» **ABOUT THIS EXERCISE**: Print every one of the records verbatim, omitting nothing.

*** RAW DATA Section Begins ***

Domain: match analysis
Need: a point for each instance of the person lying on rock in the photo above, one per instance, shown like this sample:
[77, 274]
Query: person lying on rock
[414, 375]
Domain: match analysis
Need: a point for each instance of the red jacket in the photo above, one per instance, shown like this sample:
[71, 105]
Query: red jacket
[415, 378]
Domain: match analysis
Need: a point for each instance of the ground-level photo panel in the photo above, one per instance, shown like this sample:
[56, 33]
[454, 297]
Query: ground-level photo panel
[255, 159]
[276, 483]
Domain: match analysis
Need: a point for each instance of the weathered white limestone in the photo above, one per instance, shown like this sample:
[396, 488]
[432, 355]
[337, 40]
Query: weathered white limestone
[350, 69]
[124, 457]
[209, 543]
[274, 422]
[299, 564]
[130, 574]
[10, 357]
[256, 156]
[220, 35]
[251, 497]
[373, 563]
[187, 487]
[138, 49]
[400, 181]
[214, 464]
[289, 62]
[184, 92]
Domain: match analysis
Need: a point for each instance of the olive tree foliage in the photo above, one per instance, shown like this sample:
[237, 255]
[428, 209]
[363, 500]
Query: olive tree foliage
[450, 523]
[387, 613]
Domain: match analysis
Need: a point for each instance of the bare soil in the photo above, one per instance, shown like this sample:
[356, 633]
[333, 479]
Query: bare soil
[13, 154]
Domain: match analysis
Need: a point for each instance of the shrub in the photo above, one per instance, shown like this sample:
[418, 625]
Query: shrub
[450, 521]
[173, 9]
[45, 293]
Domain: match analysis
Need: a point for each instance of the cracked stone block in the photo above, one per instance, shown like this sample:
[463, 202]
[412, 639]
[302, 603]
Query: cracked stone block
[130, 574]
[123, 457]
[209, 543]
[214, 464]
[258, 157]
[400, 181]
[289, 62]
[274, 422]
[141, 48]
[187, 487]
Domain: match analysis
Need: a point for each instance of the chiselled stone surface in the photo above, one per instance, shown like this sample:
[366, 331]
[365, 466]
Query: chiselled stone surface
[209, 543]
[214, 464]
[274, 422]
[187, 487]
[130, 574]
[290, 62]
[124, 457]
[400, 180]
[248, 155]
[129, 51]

*** RAW DATA Section Ends ***

» **EXERCISE RESPONSE**:
Domain: match analysis
Need: a point for each instance of the person lying on rock in the photo above, one per instance, shown like this sample:
[77, 274]
Query: person lying on rock
[414, 375]
Domain: match analysis
Need: a point for each instance of the red jacket in the photo above, one per instance, shown like this sample:
[71, 105]
Query: red jacket
[415, 378]
Domain: match analysis
Need: a point for each instance of the ground-level photo panel in the photo above, one per instance, shown like this sample:
[56, 33]
[454, 297]
Query: ground-level photo panel
[255, 159]
[276, 483]
Domain: match analysis
Need: a point for each instance of the weathered white limestone in the photo above, one per instance, shown like this sample:
[396, 488]
[432, 355]
[337, 40]
Query: weathered white limestone
[350, 69]
[124, 457]
[209, 543]
[274, 422]
[299, 564]
[130, 574]
[10, 357]
[256, 156]
[220, 35]
[251, 497]
[373, 563]
[187, 487]
[138, 49]
[400, 181]
[214, 464]
[289, 62]
[184, 92]
Domain: match analysis
Need: a point for each instance of the olive tree foliage in the photo above, one per instance, shown like this sample:
[237, 255]
[428, 209]
[363, 500]
Query: olive tree foliage
[450, 523]
[387, 613]
Domain: match analysis
Need: a point for each instance of the bare soil in the photo above, one per instance, shown like this sample:
[356, 633]
[333, 479]
Query: bare soil
[13, 154]
Domain: match analysis
Need: a point for each instance of the shrub in the photo above, one per instance, shown like this sample:
[418, 625]
Query: shrub
[450, 521]
[173, 9]
[45, 293]
Domain: match analysis
Need: a point for each instance of the cracked stone block in the photo above, one per instance, shown like this sample:
[463, 202]
[412, 639]
[302, 603]
Query: cracked stone block
[130, 574]
[123, 457]
[209, 543]
[214, 464]
[258, 157]
[400, 181]
[289, 62]
[274, 422]
[141, 48]
[187, 487]
Domain: match analysis
Need: a point for each instance of the chiselled stone surface in the photo above, one per instance, shown like this sample:
[366, 331]
[365, 466]
Query: chiselled stone surface
[209, 543]
[214, 464]
[274, 422]
[187, 487]
[130, 574]
[290, 62]
[124, 457]
[400, 180]
[248, 155]
[129, 51]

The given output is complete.